TASK DIRECTIONS:
Put every one of the lines below into a numbered list, leaving out any blank lines.

INFORMATION GIVEN:

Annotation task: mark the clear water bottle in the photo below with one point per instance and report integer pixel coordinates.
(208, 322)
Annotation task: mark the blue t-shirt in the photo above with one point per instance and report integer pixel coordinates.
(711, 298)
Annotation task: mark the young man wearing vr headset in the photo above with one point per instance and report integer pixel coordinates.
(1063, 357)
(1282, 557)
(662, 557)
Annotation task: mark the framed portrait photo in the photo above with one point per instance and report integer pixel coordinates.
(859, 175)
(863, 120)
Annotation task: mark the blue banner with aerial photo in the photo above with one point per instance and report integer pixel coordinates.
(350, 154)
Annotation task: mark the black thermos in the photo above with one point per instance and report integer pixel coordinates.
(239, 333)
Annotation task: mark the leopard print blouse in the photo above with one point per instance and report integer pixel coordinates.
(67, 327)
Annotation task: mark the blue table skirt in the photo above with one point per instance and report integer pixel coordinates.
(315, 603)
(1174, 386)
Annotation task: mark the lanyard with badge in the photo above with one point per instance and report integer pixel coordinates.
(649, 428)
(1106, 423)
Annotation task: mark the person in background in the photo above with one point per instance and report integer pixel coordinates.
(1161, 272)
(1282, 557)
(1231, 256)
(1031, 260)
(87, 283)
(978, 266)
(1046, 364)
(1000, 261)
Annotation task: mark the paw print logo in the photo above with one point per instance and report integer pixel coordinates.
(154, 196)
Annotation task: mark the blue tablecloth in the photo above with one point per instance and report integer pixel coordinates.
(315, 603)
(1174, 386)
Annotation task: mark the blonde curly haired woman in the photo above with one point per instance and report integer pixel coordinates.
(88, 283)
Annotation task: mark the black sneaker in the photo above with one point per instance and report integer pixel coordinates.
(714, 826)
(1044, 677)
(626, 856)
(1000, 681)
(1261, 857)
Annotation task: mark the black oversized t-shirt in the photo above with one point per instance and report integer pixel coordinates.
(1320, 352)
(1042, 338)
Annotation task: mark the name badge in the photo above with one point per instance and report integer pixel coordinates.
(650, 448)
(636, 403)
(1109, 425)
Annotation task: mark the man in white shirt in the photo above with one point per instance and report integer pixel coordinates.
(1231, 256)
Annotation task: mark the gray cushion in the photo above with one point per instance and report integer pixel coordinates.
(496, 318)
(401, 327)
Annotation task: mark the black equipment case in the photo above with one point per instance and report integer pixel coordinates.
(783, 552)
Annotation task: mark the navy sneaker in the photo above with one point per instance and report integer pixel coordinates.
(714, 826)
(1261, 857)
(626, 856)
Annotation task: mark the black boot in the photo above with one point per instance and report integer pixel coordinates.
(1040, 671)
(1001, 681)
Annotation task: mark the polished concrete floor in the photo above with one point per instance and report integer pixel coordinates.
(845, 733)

CORRECT RESULT:
1. Annotation task: mark the clear water bottle in the photo below with one point per instance and report integer pixel coordinates.
2. (208, 322)
3. Annotation task: mark the blue t-shirt in the photo above with one point per instance and report integer pixel coordinates.
4. (711, 298)
5. Annotation task: mark the young man wearing vr headset in the photo above with one point per instance and report integer pixel coordinates.
6. (1063, 357)
7. (1282, 557)
8. (662, 557)
9. Annotation task: mark the framed portrait photo in the photo above with one point per instance and report integer pixel coordinates.
10. (859, 175)
11. (863, 120)
12. Annotation task: mark the blue banner with aerial photo in the photo above with one point per instance and report integer pixel coordinates.
13. (350, 154)
14. Annotation task: mark the black thermos in the photo above with one point per instance and report integer pixel coordinates.
15. (239, 333)
16. Annotation task: mark the leopard print blouse in the photo above with one point per instance and report integer pixel coordinates.
17. (67, 327)
18. Annotation task: mark the blue table skirt in the photo above with one point per instance and report integer pixel coordinates.
19. (315, 603)
20. (1174, 386)
21. Annotation task: mark the lanyard with badge in the photo above with one point per instance and report integer pixel coordinates.
22. (649, 428)
23. (1106, 423)
24. Annotation task: mark the person in background in the photo above with one point per instance and report integer pixel coordinates.
25. (1161, 272)
26. (1282, 557)
27. (1231, 256)
28. (1031, 260)
29. (87, 283)
30. (978, 266)
31. (1046, 364)
32. (1000, 261)
33. Annotation task: mark the paw print logo in the photo above with one point per instance and report integer pixel coordinates.
34. (154, 196)
35. Annotation task: mark the blue tablecloth in the photo above with one point per instance and report integer pixel coordinates.
36. (315, 603)
37. (1174, 386)
38. Annotation task: mark the blonde curly haired woman in the photo above with one point per instance and report integer pixel coordinates.
39. (88, 283)
40. Annotation task: mark the black sneaker in the photo above with one point per instance and report integer pixel coordinates.
41. (714, 826)
42. (1044, 677)
43. (626, 856)
44. (1000, 681)
45. (1261, 857)
46. Annotation task: mark the black oversized t-shirt in the photo above with one point per instance and report integer pixel coordinates.
47. (1320, 352)
48. (1042, 338)
49. Annotation task: mark the name badge in the photo above with one point per instance and report integer pixel coordinates.
50. (650, 448)
51. (636, 403)
52. (1109, 425)
53. Annotation task: mark the man in white shirt in the photo above with one point per instance and report integer pixel coordinates.
54. (1231, 256)
55. Annotation task: mark the gray cushion in the photo above with one point per instance and report integer pixel coordinates.
56. (496, 318)
57. (401, 327)
58. Annotation task: mark the black equipment case in the photo above with one point per instance and report integer pixel coordinates.
59. (783, 552)
60. Annotation task: mark the navy sneaker in the photo above with one point per instance and report integer pixel coordinates.
61. (714, 826)
62. (1261, 857)
63. (626, 856)
64. Annotation task: mark the black boot in the photo above with one point per instance and report integer pixel coordinates.
65. (1040, 671)
66. (1001, 681)
67. Annotation task: mark the polished concrete floor in the photo above with one point per instance and report integer pixel coordinates.
68. (845, 733)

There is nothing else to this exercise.